* KURZE AUFGABE A
Wer muss laut dem folgenden Auszug eine Wallbox für den gemieteten Stellplatz finanzieren?

* AUSZUG

>>

Zwar gibt es einen grundsätzlichen Anspruch für Mieter auf eine Lademöglichkeit für ein Elektroauto, allerdings nur, wenn Stellplätze vorhanden sind. Eine Wallbox für den gemieteten Stellplatz müssen Mieter selbst finanzieren. Vorher müssen einige Voraussetzungen erfüllt sein. So sind zum Beispiel viele Hausanschlüsse und häufig auch das örtliche Stromnetz nicht auf die erhöhte Stromanfrage ausgelegt, sobald mehrere Elektroautos in mehreren Miethäusern versorgt werden sollen.
Für seine Mehrfamilienanlage In der Müllerwies hat der Eppsteiner Bauherr Matthias Werner nach etlichen Verhandlungen, unter anderem mit dem Grundversorger Süwag und auf Wunsch der Bewohner, in der Tiefgarage Stromversorgung für E-Autos installiert. „Tatsächlich muss der Grundversorger sicherstellen, dass die Stromkapazität in einem Wohngebiet für eine Ladestation in einem Mehrfamilienhaus ausreicht“, erläutert Matthias Werner die einzelnen Schritte bis zur Installation einer Ladestation.

<<

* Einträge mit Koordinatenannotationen
>>

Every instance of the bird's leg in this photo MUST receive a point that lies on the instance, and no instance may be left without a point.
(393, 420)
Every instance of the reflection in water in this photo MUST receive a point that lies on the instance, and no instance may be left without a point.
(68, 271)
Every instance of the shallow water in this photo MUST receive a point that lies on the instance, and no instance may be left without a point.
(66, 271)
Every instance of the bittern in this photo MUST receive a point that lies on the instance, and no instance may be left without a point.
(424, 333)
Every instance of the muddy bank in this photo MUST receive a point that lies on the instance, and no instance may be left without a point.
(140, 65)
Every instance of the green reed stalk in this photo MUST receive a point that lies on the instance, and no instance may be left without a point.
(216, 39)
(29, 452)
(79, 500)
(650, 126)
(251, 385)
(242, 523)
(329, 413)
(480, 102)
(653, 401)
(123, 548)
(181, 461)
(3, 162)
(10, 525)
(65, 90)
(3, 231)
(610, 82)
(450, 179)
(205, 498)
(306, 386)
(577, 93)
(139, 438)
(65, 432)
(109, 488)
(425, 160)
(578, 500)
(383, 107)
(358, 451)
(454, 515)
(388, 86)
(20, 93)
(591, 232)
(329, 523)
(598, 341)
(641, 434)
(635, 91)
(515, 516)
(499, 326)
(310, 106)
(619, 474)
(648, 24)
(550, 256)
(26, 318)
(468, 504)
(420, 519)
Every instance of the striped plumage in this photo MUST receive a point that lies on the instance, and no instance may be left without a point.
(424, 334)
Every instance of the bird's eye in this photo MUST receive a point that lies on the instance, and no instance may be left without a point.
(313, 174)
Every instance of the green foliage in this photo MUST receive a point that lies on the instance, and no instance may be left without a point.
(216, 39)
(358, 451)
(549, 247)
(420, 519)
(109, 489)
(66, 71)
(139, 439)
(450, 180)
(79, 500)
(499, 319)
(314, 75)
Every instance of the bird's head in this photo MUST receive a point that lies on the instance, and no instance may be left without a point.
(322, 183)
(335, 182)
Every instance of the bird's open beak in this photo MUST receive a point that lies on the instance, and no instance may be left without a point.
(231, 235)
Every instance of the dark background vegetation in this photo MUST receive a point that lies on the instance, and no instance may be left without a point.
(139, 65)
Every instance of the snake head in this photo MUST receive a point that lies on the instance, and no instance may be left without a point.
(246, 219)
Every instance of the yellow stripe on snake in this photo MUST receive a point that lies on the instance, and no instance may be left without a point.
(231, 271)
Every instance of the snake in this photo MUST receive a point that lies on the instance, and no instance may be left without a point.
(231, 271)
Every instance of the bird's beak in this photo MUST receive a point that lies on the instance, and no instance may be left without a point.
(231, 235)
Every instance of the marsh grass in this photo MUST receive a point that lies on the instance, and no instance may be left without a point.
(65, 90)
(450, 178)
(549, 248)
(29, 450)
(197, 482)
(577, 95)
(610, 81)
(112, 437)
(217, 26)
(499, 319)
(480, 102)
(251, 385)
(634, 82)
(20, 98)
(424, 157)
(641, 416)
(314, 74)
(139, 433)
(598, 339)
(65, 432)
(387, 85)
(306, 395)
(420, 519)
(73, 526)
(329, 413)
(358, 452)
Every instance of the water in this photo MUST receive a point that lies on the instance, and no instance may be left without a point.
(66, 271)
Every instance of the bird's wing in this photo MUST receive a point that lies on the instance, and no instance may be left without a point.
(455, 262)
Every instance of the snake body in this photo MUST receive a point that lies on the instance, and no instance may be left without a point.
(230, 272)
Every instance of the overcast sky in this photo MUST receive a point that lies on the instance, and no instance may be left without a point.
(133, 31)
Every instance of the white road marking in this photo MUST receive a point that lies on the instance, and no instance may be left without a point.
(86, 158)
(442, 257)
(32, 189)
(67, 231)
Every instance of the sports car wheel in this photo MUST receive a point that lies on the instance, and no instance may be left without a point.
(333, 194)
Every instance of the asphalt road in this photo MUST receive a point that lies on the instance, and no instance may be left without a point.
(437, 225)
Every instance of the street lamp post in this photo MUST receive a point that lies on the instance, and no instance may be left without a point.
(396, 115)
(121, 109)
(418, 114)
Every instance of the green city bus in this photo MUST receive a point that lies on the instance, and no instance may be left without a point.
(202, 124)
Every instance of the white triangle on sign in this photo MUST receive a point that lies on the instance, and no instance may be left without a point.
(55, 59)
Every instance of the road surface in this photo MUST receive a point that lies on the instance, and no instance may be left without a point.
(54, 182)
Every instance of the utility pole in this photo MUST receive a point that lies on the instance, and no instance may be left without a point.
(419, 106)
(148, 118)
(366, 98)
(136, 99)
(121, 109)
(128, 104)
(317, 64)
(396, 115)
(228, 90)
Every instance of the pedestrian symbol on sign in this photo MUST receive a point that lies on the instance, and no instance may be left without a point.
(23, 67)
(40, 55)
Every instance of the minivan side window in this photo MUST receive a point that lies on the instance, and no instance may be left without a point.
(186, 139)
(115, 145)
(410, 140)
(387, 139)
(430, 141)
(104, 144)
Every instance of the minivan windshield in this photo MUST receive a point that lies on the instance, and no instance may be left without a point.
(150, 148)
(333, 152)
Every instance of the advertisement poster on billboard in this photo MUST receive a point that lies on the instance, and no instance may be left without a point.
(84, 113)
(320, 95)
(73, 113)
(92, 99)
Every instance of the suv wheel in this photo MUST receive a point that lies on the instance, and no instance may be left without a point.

<<

* KURZE AUFGABE B
Wähle bitte jede Zeile der Einträge aus, die das Wort "white" enthält, und schreibe sie unverändert ab.

* LÖSUNG DER AUFGABE A
Die Mieter selbst.

* LÖSUNG DER AUFGABE B
Every instance of the white road marking in this photo MUST receive a point that lies on the instance, and no instance may be left without a point.
Every instance of the white triangle on sign in this photo MUST receive a point that lies on the instance, and no instance may be left without a point.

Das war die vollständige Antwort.